### READING PASSAGE
Something to note also is that Mance feels like Mance and as Melisandre says, he is still Mance, but just looks like Lord of Bones. Meaning, his true flesh was never altered. Also, Melisandre is the one performing the magic, while Mance is just the one being hidden. His illusion ripples away.

 

Quote

 

A Clash of Kings - Arya IX

"A god has his due. And now a man must die." A strange smile touched the lips of Jaqen H'ghar.

"Die?" she said, confused. What did he mean? "But I unsaid the name. You don't need to die now."

"I do. My time is done." Jaqen passed a hand down his face from forehead to chin, and where it went he changed. His cheeks grew fuller, his eyes closer; his nose hooked, a scar appeared on his right cheek where no scar had been before. And when he shook his head, his long straight hair, half red and half white, dissolved away to reveal a cap of tight black curls.

Arya's mouth hung open. "Who are you?" she whispered, too astonished to be afraid. "How did you do that? Was it hard?"

He grinned, revealing a shiny gold tooth. "No harder than taking a new name, if you know the way."

"Show me," she blurted. "I want to do it too."

"If you would learn, you must come with me."

Arya grew hesitant. "Where?"

"Far and awayacross the narrow sea."

"I can't. I have to go home. To Winterfell."

### DATASET RECORDS
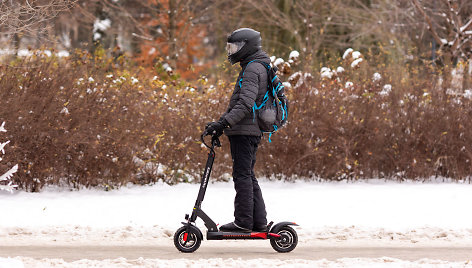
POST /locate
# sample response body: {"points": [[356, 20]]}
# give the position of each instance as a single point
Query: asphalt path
{"points": [[243, 250]]}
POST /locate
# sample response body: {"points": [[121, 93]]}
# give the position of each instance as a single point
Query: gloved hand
{"points": [[215, 128]]}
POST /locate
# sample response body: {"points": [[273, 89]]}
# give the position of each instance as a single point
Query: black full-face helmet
{"points": [[242, 43]]}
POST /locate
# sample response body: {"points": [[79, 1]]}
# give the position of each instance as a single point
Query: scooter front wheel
{"points": [[287, 241], [186, 241]]}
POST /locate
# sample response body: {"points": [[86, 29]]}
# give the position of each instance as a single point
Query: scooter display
{"points": [[188, 238]]}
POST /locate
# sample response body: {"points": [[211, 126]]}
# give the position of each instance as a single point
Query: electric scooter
{"points": [[188, 238]]}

### PROMPT 1
Reproduce the Mance and Jaqen H'ghar text verbatim from "A Clash of Kings" to "tight black curls.".
### PROMPT 2
Write out every line of the records precisely as given, omitting the pictures.
The text and the records come from unrelated sources.

### RIGHT ANSWER 1
A Clash of Kings - Arya IX

"A god has his due. And now a man must die." A strange smile touched the lips of Jaqen H'ghar.

"Die?" she said, confused. What did he mean? "But I unsaid the name. You don't need to die now."

"I do. My time is done." Jaqen passed a hand down his face from forehead to chin, and where it went he changed. His cheeks grew fuller, his eyes closer; his nose hooked, a scar appeared on his right cheek where no scar had been before. And when he shook his head, his long straight hair, half red and half white, dissolved away to reveal a cap of tight black curls.

### RIGHT ANSWER 2
POST /locate
# sample response body: {"points": [[356, 20]]}
# give the position of each instance as a single point
Query: asphalt path
{"points": [[243, 250]]}
POST /locate
# sample response body: {"points": [[121, 93]]}
# give the position of each instance as a single point
Query: gloved hand
{"points": [[215, 128]]}
POST /locate
# sample response body: {"points": [[273, 89]]}
# give the position of each instance as a single point
Query: black full-face helmet
{"points": [[242, 43]]}
POST /locate
# sample response body: {"points": [[79, 1]]}
# give the position of each instance as a single point
Query: scooter front wheel
{"points": [[287, 241], [186, 241]]}
POST /locate
# sample response body: {"points": [[86, 29]]}
# give the position of each instance as a single point
Query: scooter display
{"points": [[188, 238]]}
POST /locate
# sample response body: {"points": [[211, 126]]}
# give the position of each instance as a single point
Query: electric scooter
{"points": [[188, 238]]}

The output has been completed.